EXCERPT TO READ:
=-=-=

If nothing else, COVID-19 may have us falling in love all over again with our vehicles.
For years, automotive experts have been predicting a shift away from private vehicle ownership, saying shared autonomous vehicles were where the industry was headed. Especially in metropolitan areas where public transportation was more abundant, the concept seemed likely, and the rise of ride sharing companies such as Uber and Lyft seemed to underscore that prediction.
Then COVID-19 swept across the country and uprooted normalcy. When that happened, Americans turned to their safe spaces.
"The vehicle, in many ways, has become our own private bubble," Jonathan Smoke, chief economist for Cox Automotive, said during an Aug. 5 webinar that was part of the Center for Automotive Research's annual Management Briefing Seminars.
Vehicles became the place where Americans could share experiences instead of rides. High school graduations were done in drive-thru fashion with graduates handed their diplomas through the passenger-side windows. Car parades with honking horns and homemade signs replaced the traditional ice-cream-and-cake birthday party. Churches held Easter services at drive-in movie theaters.
"There are all kinds of things," Smoke said, "that are actually more vehicle-dependent in ways many of us could have never imagined."
While it is unlikely that America's infatuation for these vehicle comforts will last forever, it has changed the outlook for the auto industry, at least in the short term.
Jeff Schuster, LMC Automotive's president of Americas operations and global vehicle forecasts, expects the lingering effects of the virus to impact shared vehicles more than anything else. If nothing else, he said, it will delay by about three years the development, launch and adoption of autonomous driving models—especially those that are level 4 or 5 autonomous sharing.
"It is really going to depend on what happens with this virus, the vaccine and how people behave in a post-vaccine environment," Schuster said.

=-=-=

INPUT DATA:

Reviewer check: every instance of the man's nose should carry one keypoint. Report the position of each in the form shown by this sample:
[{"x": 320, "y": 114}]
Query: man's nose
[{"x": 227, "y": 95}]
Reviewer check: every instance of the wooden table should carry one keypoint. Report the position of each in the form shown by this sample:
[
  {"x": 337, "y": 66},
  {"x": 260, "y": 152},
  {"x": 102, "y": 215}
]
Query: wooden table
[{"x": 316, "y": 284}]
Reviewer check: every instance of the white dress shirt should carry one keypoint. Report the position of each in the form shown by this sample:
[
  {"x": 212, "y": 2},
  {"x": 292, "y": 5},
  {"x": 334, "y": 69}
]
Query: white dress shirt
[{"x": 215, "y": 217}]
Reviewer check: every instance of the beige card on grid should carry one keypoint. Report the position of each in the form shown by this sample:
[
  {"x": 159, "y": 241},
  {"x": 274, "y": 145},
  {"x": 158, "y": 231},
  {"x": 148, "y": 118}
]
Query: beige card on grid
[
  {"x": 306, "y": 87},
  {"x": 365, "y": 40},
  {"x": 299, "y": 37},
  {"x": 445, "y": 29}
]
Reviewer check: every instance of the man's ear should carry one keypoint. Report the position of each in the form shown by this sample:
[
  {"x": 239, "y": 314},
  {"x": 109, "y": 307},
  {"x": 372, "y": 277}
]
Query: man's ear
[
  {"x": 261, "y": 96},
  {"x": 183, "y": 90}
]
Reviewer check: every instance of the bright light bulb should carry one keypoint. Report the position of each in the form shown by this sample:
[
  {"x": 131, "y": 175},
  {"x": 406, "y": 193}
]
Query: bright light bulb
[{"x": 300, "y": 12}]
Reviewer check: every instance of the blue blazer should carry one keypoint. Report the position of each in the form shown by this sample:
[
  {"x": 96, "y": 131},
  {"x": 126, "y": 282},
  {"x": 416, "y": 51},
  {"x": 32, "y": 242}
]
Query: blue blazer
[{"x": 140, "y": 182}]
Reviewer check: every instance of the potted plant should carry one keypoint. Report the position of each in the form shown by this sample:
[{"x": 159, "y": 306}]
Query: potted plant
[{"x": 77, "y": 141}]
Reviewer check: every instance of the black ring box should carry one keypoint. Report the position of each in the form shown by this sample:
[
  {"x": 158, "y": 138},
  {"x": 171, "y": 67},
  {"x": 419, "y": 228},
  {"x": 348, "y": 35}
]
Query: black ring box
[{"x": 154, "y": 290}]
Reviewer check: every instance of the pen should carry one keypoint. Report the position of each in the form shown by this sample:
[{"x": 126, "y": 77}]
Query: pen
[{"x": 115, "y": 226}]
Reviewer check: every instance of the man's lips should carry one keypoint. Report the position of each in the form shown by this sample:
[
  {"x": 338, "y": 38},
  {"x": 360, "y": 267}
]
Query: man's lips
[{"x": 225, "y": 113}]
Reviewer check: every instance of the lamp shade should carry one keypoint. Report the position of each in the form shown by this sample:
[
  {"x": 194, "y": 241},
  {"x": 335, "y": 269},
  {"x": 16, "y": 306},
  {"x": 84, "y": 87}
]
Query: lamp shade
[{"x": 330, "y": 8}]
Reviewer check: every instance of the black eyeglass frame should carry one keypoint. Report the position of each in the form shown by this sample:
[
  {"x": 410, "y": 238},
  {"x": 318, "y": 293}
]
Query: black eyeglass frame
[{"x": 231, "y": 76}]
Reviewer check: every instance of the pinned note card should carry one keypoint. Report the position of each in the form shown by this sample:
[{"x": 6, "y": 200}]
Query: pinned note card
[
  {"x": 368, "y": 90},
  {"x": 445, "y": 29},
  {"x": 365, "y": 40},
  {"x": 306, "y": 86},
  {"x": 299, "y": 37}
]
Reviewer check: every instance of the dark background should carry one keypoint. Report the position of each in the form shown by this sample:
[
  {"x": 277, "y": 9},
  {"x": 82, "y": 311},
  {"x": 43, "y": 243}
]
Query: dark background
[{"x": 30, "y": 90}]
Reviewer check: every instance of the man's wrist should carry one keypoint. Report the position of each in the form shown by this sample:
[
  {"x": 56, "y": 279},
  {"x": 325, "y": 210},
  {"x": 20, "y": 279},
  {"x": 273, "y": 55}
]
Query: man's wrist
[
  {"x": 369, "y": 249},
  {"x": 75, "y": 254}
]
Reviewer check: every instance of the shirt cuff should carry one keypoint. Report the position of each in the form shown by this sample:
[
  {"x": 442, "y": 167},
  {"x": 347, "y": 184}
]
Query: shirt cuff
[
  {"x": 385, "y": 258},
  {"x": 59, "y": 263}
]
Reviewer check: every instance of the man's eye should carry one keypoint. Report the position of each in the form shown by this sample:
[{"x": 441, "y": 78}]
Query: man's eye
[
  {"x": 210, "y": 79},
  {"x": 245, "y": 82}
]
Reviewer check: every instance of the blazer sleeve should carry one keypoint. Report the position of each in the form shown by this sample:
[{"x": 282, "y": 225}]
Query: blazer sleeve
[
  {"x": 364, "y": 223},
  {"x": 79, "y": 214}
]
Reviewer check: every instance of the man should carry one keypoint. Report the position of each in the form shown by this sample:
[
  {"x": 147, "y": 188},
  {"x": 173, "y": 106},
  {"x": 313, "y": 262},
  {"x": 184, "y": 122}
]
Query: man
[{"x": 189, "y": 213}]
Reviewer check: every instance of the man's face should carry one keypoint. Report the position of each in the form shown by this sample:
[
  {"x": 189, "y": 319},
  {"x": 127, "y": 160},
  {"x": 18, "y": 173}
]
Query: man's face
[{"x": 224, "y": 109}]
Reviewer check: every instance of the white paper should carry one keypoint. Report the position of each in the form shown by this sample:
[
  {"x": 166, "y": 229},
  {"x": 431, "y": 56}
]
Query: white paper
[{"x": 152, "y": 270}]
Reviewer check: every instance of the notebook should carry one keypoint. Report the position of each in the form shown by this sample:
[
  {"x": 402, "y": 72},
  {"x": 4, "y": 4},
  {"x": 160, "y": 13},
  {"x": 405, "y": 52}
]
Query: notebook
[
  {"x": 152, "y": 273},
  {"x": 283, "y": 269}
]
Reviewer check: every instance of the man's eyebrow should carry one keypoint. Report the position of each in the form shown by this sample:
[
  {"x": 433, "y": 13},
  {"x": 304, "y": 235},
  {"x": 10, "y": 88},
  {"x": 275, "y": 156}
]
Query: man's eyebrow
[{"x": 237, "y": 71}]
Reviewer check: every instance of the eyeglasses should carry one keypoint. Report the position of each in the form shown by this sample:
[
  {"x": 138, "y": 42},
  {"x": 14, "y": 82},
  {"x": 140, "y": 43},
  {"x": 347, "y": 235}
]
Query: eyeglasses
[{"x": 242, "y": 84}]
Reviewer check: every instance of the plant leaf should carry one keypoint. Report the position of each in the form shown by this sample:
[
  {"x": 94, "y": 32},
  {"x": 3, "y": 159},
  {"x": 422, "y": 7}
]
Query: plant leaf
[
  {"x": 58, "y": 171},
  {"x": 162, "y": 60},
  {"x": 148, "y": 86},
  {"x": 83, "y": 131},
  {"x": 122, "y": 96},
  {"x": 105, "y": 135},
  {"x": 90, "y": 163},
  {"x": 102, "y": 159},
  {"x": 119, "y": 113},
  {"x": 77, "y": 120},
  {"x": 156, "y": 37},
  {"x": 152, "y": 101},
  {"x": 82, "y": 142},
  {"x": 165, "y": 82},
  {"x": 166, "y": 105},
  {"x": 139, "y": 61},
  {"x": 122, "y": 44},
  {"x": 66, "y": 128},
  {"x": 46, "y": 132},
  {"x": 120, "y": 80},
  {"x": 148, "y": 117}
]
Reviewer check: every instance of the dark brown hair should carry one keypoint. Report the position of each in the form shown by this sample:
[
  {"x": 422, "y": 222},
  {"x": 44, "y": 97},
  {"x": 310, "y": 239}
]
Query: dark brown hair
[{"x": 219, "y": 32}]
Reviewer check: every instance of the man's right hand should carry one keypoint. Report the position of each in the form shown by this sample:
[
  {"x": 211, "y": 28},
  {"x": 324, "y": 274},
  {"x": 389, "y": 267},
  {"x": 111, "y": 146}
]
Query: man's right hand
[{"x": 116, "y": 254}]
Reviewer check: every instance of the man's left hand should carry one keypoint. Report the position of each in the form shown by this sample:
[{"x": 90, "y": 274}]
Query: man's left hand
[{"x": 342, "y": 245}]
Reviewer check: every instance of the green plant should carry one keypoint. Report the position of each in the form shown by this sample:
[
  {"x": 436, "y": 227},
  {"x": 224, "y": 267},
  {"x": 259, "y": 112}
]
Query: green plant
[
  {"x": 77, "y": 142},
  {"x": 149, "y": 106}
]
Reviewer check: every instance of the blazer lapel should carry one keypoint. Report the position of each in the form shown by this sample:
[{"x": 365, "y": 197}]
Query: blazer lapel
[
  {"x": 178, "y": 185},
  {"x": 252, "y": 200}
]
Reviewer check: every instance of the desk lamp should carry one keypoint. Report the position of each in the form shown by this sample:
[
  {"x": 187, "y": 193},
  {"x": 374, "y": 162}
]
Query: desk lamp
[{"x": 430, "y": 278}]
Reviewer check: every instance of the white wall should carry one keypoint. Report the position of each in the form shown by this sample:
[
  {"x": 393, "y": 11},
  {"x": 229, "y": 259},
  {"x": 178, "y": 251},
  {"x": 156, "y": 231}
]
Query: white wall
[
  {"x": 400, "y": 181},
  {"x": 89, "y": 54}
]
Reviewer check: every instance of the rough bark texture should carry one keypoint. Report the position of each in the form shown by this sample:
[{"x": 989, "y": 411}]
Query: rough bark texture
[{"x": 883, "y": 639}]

=-=-=

WORK ITEM: Using the article on COVID-19 and vehicle ownership, explain in one to three sentences why experts' prediction of a shift away from private vehicle ownership seemed likely.

TASK RESPONSE: The idea seemed likely especially in metropolitan areas, where public transportation was more abundant. The rise of ride-sharing companies such as Uber and Lyft also seemed to underscore the prediction that shared autonomous vehicles were where the industry was headed.